== Segment start ==

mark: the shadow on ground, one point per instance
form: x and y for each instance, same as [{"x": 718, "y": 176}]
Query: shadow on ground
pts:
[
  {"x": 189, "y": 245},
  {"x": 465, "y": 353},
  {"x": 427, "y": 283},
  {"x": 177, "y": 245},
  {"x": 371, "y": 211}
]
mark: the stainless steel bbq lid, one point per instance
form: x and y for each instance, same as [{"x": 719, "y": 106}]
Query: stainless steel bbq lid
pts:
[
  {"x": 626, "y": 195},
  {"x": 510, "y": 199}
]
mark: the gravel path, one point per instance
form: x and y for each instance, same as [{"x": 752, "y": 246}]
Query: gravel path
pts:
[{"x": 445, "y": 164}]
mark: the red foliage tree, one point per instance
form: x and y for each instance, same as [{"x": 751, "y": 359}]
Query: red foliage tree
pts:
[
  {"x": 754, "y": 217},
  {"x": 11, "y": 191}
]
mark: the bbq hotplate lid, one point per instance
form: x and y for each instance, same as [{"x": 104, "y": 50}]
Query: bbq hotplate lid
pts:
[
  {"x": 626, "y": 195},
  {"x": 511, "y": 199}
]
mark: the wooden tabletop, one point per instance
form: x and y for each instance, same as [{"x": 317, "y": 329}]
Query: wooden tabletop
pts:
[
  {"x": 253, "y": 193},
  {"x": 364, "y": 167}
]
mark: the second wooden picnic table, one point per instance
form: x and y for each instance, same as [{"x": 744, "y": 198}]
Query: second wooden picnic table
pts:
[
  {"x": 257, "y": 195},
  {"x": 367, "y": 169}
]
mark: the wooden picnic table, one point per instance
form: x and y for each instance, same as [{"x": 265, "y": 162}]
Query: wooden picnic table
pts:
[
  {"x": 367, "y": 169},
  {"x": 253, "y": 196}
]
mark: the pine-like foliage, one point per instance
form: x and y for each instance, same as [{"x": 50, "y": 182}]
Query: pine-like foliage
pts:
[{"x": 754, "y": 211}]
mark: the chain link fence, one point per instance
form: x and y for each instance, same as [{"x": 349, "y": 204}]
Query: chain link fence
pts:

== Segment end ==

**What is required**
Nothing in the data above should change. Please copy it all.

**Answer space**
mark: the shadow on ground, one point per instance
form: x and y for each instance, same as [{"x": 718, "y": 176}]
Query: shadow on ground
pts:
[
  {"x": 189, "y": 245},
  {"x": 465, "y": 353},
  {"x": 427, "y": 283},
  {"x": 177, "y": 245},
  {"x": 371, "y": 211}
]
mark: the stainless steel bbq lid, one point per instance
form: x and y for each instance, same as [{"x": 719, "y": 106}]
Query: stainless steel bbq lid
pts:
[
  {"x": 626, "y": 195},
  {"x": 510, "y": 199}
]
mark: the gravel path, one point per instance
form: x and y for each instance, same as [{"x": 752, "y": 246}]
Query: gravel path
pts:
[{"x": 445, "y": 164}]
mark: the red foliage tree, one point per instance
form: x and y for each instance, same as [{"x": 751, "y": 359}]
Query: red foliage tree
pts:
[
  {"x": 754, "y": 217},
  {"x": 11, "y": 191}
]
mark: the bbq hotplate lid, one point per instance
form: x and y for each instance, same as [{"x": 104, "y": 50}]
Query: bbq hotplate lid
pts:
[
  {"x": 626, "y": 195},
  {"x": 511, "y": 199}
]
mark: the wooden tabletop, one point per instance
form: x and y for each instance, same as [{"x": 317, "y": 329}]
Query: wooden tabletop
pts:
[
  {"x": 253, "y": 193},
  {"x": 364, "y": 167}
]
mark: the second wooden picnic table, one point per instance
form: x and y for each instance, same as [{"x": 744, "y": 198}]
Query: second wooden picnic table
pts:
[
  {"x": 257, "y": 195},
  {"x": 367, "y": 169}
]
mark: the wooden picnic table, one point per instance
form: x and y for each instance, same as [{"x": 265, "y": 162}]
Query: wooden picnic table
pts:
[
  {"x": 367, "y": 169},
  {"x": 253, "y": 196}
]
mark: the pine-like foliage, one point per instance
form: x and y for each instance, same as [{"x": 50, "y": 182}]
Query: pine-like foliage
pts:
[{"x": 754, "y": 211}]
mark: the chain link fence, one point per instance
form: x and y for each instance, same as [{"x": 349, "y": 204}]
Query: chain link fence
pts:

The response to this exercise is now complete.